▶ **Page text**:
Sugars are the primary fuel stores in our bodies.
Most carbohydrates in our diet come from plants, primarily fruits and vegetables, produced through photosynthesis.
Carbon dioxide (CO2) exhaled by humans is fixed by plants into carbohydrates, which we consume.
Carbohydrates are critical components of nucleic acids, such as DNA and RNA.
Carbohydrates are structurally diverse and follow a general chemical formula
(C_x(H2O)_y).
Simplest carbohydrates have the formula C3H6O3, indicating a consistent ratio of carbon, oxygen, and hydrogen atoms:
For every carbon atom, there are two hydrogen atoms and one oxygen atom.
Example carbohydrates:
Glyceraldehyde (an aldose with an aldehyde functional group)
Dihydroxyacetone (a ketose with a ketone group).
Aldoses: Sugars with an aldehyde group; e.g., Glyceraldehyde.
Ketoses: Sugars with a ketone group; e.g., Dihydroxyacetone.

▶ **Point-per-instance localization data**:
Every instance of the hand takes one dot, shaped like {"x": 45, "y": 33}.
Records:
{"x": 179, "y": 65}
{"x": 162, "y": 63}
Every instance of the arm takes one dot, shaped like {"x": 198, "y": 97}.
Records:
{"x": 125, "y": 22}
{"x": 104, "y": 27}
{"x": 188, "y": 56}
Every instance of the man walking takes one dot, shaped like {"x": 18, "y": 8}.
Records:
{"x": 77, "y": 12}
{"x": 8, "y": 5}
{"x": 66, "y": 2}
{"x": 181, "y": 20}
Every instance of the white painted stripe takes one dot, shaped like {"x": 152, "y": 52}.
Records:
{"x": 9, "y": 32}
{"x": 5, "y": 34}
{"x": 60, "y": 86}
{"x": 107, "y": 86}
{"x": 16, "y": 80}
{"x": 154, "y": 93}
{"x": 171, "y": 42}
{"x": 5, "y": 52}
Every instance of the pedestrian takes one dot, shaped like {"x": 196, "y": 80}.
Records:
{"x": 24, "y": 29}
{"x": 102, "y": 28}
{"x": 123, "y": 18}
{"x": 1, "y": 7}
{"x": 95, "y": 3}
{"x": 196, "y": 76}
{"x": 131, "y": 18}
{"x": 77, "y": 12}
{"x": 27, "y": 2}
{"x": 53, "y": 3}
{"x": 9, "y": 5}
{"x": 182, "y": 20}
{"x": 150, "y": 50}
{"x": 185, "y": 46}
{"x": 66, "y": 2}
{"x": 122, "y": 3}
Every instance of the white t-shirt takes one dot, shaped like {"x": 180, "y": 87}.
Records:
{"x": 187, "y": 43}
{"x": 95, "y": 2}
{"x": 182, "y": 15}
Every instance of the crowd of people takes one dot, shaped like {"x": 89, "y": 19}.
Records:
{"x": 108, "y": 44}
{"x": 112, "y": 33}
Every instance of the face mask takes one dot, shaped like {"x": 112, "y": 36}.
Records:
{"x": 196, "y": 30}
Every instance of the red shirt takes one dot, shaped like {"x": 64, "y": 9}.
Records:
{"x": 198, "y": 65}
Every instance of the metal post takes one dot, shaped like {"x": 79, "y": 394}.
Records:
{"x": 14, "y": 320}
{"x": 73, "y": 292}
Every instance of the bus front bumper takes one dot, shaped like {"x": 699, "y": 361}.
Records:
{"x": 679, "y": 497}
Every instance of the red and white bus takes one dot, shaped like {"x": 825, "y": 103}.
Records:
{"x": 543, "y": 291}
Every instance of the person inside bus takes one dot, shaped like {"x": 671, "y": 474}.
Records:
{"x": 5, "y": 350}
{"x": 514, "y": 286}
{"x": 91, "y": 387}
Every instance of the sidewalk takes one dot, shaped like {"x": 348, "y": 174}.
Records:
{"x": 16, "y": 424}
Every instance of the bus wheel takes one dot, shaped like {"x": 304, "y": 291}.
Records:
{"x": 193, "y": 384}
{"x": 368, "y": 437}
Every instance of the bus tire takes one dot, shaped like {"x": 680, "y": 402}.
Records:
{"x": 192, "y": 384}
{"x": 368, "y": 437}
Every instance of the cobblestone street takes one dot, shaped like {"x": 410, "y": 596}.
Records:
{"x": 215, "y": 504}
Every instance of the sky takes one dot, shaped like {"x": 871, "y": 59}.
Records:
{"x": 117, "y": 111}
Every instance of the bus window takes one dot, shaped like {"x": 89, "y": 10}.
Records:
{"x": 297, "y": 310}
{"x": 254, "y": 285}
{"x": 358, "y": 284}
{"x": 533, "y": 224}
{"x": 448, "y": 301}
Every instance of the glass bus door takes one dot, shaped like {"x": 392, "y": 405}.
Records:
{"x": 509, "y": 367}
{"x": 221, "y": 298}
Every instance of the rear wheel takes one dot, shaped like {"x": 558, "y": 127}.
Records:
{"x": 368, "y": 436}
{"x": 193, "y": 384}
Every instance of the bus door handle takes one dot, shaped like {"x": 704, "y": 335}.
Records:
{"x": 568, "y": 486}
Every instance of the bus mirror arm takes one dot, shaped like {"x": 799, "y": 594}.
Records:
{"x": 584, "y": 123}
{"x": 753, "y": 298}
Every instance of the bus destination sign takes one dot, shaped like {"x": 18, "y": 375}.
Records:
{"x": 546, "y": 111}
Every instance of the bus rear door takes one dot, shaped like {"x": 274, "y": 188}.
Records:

▶ **Required tasks**:
1. Transcribe the carbohydrate text from "Most carbohydrates in" to "(C_x(H2O)_y).".
2. Say yes or no to whether each statement agrees with the carbohydrate text, and quote the deciding words: (a) most carbohydrates in our diet come from animals; (b) dihydroxyacetone is a ketose; (c) plants fix the carbon dioxide that humans exhale into carbohydrates.

▶ **Per-task outputs**:
1.
Most carbohydrates in our diet come from plants, primarily fruits and vegetables, produced through photosynthesis.
Carbon dioxide (CO2) exhaled by humans is fixed by plants into carbohydrates, which we consume.
Carbohydrates are critical components of nucleic acids, such as DNA and RNA.
Carbohydrates are structurally diverse and follow a general chemical formula
(C_x(H2O)_y).

2.
(a) No: "Most carbohydrates in our diet come from plants, primarily fruits and vegetables, produced through photosynthesis."
(b) Yes: "Dihydroxyacetone (a ketose with a ketone group)."
(c) Yes: "Carbon dioxide (CO2) exhaled by humans is fixed by plants into carbohydrates, which we consume."